---- Input data
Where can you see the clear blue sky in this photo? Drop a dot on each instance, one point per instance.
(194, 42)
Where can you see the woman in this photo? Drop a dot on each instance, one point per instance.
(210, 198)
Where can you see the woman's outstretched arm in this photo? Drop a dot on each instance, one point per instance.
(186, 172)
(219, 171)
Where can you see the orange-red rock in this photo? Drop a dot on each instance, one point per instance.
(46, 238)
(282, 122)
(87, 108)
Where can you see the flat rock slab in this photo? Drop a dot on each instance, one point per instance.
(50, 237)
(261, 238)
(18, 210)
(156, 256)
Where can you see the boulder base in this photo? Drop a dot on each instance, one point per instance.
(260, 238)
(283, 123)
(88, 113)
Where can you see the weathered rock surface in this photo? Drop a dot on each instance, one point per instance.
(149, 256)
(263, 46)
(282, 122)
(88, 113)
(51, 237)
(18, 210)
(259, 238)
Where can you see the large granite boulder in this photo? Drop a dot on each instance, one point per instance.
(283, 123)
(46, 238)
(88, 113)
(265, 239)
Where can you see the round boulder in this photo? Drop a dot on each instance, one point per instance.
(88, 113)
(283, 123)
--------
Express every one of the records above as a two-column CSV whose header row is text,answer, with one row per record. Put each record's text and its answer in their own quoted fields, replacing line breaks with spaces.

=== Task output ===
text,answer
"Where can you see the clear blue sky in this photo? Drop a dot on each instance, one point per instance.","(194, 42)"
"Where can you see the woman in this photo? Drop a dot on each instance, one point per instance.","(210, 198)"
"Where can you see the woman's outstretched arm in this photo? Drop a dot on each instance, one point per instance.","(186, 172) (219, 171)"
"Where can you see the orange-red rock in this photo? Drop a dot on each instance, one point per instance.","(46, 238) (282, 122) (87, 108)"
"Where can you see the flat rock slab in this photo? Drop a dot on each instance, one point per instance.","(50, 237) (261, 238) (18, 210) (156, 256)"
"Where can you see the boulder base in this photo? Drop a dot on each instance, one point per instance.","(260, 238) (283, 123) (88, 113)"
"Where can you see the weathered rock surface in this photo? Drop a dot on each instance, one point per instance.","(149, 256) (263, 46) (282, 122) (88, 113) (51, 237) (18, 210) (259, 238)"
"Where can you see the large granite boulder in this photo? Drop a dot on each instance, one point per instance.","(283, 123) (46, 238) (88, 113) (265, 239)"
"Where can you see the round boulder in this photo? Drop a dot on each instance, one point per instance.","(88, 113) (283, 123)"